**Request A**
In the excerpt about the property sale, what price did the vendees pay according to the sale-deed?

4. In the present case the property which was sold consisted of two shares situated in a village called Jalalpurwari. According to what is stated in the plaint these two shares amounted to 3 annas 7 pies and 15 karants, and in the plaint it was stated that the revenue payable in respect of this property was Rs. 82 odd per annum. According to the sale-deed, which is dated the 1st April 1924, the price which the vendees paid for these properties was Rs. 8,750. According to what is stated in the deed and in the endorsement, Rs. 500 had been paid as earnest money and it was represented that Rs.: 8,250 were actually paid to the vendors in the presence of the Sub-Registrar.
5. The plaintiffs came into Court, and stated that this price of Rs. 8,750 was wholly fictitious, and that as a matter of fact the money which was paid to the vendors was Rs. 4,000 and no more. In paragraph 3 of the plaint it was stated that the market price of the property sought to be pre-empted does not exceed Rs. 4,000 and as a matter of fact the property has been sold for that sum. Before the trial began the plaintiffs' pleader was asked to elucidate the meaning of this plea and his statement was to the following effect:
Plaintiffs' pleader states that only Rs. 4,C00 were paid before the Sub-Registrar. The vendors counted the money: before the Sub-Registrar and informed him that they has received Rs. 8,250. There was a fraud on the Sub-Registrar.

**Request B**
Please extract every line of the records that contains the word "bandana".

**Records to process**
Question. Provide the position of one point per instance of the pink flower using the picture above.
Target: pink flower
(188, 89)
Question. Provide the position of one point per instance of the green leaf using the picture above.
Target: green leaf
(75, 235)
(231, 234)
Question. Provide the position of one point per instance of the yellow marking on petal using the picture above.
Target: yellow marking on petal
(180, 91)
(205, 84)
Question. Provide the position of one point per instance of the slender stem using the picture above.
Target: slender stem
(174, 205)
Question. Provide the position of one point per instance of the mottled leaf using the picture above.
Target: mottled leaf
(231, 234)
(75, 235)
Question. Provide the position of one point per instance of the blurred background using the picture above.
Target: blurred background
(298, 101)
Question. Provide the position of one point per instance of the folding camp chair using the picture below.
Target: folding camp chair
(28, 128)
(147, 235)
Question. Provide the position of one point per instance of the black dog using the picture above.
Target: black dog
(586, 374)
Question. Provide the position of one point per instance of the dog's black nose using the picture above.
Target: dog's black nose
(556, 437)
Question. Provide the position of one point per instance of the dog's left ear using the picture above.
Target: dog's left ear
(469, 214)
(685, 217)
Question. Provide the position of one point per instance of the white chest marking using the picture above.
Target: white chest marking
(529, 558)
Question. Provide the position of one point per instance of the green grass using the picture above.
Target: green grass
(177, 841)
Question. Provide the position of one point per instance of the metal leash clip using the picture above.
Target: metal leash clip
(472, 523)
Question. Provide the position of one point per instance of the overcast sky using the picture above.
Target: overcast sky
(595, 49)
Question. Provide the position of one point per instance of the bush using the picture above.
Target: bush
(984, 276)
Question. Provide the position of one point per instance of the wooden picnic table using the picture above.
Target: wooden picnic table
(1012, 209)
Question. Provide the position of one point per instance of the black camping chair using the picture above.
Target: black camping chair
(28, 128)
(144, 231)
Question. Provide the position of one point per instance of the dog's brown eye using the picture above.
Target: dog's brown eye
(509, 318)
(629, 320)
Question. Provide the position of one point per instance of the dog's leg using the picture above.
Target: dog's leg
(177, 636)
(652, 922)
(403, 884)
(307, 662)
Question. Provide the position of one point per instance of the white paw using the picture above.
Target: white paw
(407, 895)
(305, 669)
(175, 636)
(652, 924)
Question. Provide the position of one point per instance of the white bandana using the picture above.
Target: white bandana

**Task response A**
Rs. 8,750.

**Task response B**
Question. Provide the position of one point per instance of the white bandana using the picture above.
Target: white bandana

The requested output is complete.